- ÉNONCÉ DE L'EXERCICE
Recopiez les lignes suivantes à l'identique, sans y apporter la moindre modification.

Enregistrements d'annotation de contours:

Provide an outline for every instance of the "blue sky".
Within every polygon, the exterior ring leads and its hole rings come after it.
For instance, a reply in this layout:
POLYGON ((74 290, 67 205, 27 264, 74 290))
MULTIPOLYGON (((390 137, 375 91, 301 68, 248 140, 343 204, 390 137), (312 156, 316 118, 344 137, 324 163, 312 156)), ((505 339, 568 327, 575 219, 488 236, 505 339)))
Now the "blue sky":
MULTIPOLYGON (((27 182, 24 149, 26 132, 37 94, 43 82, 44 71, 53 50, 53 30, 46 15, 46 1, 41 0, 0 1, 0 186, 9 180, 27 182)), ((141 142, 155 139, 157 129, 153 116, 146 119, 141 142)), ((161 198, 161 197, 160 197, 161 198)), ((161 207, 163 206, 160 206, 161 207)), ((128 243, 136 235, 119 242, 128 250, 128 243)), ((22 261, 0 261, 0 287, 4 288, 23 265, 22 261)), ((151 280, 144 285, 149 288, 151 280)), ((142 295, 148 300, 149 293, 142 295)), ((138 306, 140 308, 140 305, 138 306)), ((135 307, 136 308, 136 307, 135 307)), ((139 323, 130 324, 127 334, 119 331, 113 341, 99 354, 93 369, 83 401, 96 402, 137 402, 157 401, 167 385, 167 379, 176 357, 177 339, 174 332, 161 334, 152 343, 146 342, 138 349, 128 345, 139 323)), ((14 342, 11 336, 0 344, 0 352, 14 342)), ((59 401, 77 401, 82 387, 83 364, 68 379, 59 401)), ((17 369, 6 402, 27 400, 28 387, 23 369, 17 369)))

- RÉPONSE ATTENDUE
Provide an outline for every instance of the "blue sky".
Within every polygon, the exterior ring leads and its hole rings come after it.
For instance, a reply in this layout:
POLYGON ((74 290, 67 205, 27 264, 74 290))
MULTIPOLYGON (((390 137, 375 91, 301 68, 248 140, 343 204, 390 137), (312 156, 316 118, 344 137, 324 163, 312 156)), ((505 339, 568 327, 575 219, 488 236, 505 339)))
Now the "blue sky":
MULTIPOLYGON (((27 182, 24 149, 26 132, 37 94, 43 82, 44 71, 53 50, 53 30, 46 15, 46 1, 41 0, 0 1, 0 186, 9 180, 27 182)), ((141 142, 155 139, 157 129, 153 116, 146 119, 141 142)), ((161 198, 161 197, 160 197, 161 198)), ((161 207, 163 206, 160 206, 161 207)), ((128 243, 136 235, 119 242, 128 250, 128 243)), ((22 261, 0 261, 0 287, 4 288, 23 265, 22 261)), ((151 280, 144 285, 149 288, 151 280)), ((142 295, 148 300, 149 293, 142 295)), ((138 306, 140 308, 140 305, 138 306)), ((135 307, 136 308, 136 307, 135 307)), ((139 323, 130 324, 127 334, 119 331, 113 341, 99 354, 93 369, 83 401, 96 402, 137 402, 157 401, 167 385, 167 379, 176 357, 177 339, 174 332, 161 334, 152 343, 146 342, 138 349, 128 345, 139 323)), ((14 342, 11 336, 0 344, 0 352, 14 342)), ((59 401, 77 401, 82 387, 83 364, 68 379, 59 401)), ((17 369, 6 402, 27 400, 28 387, 23 369, 17 369)))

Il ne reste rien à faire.